● **TRAVAIL DEMANDÉ**
a) Restituez sans aucune modification le passage du document source commençant par « La Russie s’intéresse » et se poursuivant jusqu'à « du forum 4chan. ».
b) D'après le document source, quels traits de personnalité composent la « triade noire » ?
+++ DOCUMENT SOURCE +++
Les services russes mènent une action sur ces différents aspects du cyberespace en même temps et sur les dimensions non numériques. Ils instrumentalisent les discours médiatiques et les pressions diplomatiques et économiques et encouragent le chaos en recourant à des agents sur le terrain.

Toutes ces manœuvres ne causaient pas réellement de grands dommages sur la société occidentale, jusqu’à ce qu’un grand bouleversement provenant des États-Unis advienne : l’apparition du téléphone portable et des médias sociaux, qui ont doté les activistes d’un mégaphone mais également d’un outil leur permettant de s’organiser sans organisation officielle. Ces révolutions 2.0 conduisent à un changement profond des modes de mobilisation politiques et à un bouleversement au rapport à l’information. 

Dès lors, ce qui a fondamentalement changé, c’est l’échelle, la possibilité de toucher beaucoup de monde, et la précision donnée par les outils de ciblage des individus. Ces outils ont été inventés par des chercheurs américains, et celui qui nous intéresse ici, élaboré par Aleksandr Kogan, a la capacité de prédire notre personnalité sur la base de nos activités sur Facebook : Cambridge Analytica. Ce qui a tout particulièrement attisé la curiosité des « ingénieurs du chaos » et des services de renseignements russes, c’est la possibilité de cibler de façon précise des personnalités extrêmes, qui sont nommées la « triade noire » (narcissisme, psychopathie et machiavélisme) et cela devient extraordinairement aisé avec les outils publicitaires développés par Meta.

La Russie s’intéresse à cette triade car ces personnalités dites sombres adhèrent plus volontiers aux complots et aux opérations violentes menées. C’est ce que permet Cambridge Analytica avec son armée de trolls, transformant ainsi des forums de joueurs de jeux vidéo en des espaces de haine et de violence décomplexées, parfois même de tueurs de masse passant à l’action après avoir posté publiquement leurs revendications. C’est le cas du forum 4chan.
+++ DONNÉES FOURNIES +++
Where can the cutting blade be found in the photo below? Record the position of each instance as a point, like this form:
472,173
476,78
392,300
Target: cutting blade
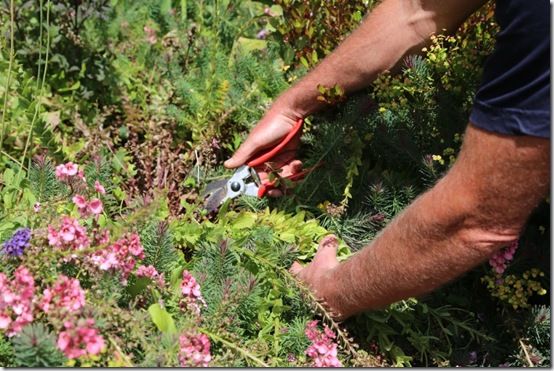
214,186
213,202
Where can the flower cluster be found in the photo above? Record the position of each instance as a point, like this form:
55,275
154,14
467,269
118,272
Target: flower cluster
192,297
194,350
85,207
323,351
16,301
500,259
64,172
121,256
515,290
99,187
151,272
18,242
66,296
70,235
80,338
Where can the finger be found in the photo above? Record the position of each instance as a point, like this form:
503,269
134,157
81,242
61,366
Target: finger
+++
● **RÉPONSES AUX PROBLÈMES**
a)
La Russie s’intéresse à cette triade car ces personnalités dites sombres adhèrent plus volontiers aux complots et aux opérations violentes menées. C’est ce que permet Cambridge Analytica avec son armée de trolls, transformant ainsi des forums de joueurs de jeux vidéo en des espaces de haine et de violence décomplexées, parfois même de tueurs de masse passant à l’action après avoir posté publiquement leurs revendications. C’est le cas du forum 4chan.

b) Le narcissisme, la psychopathie et le machiavélisme.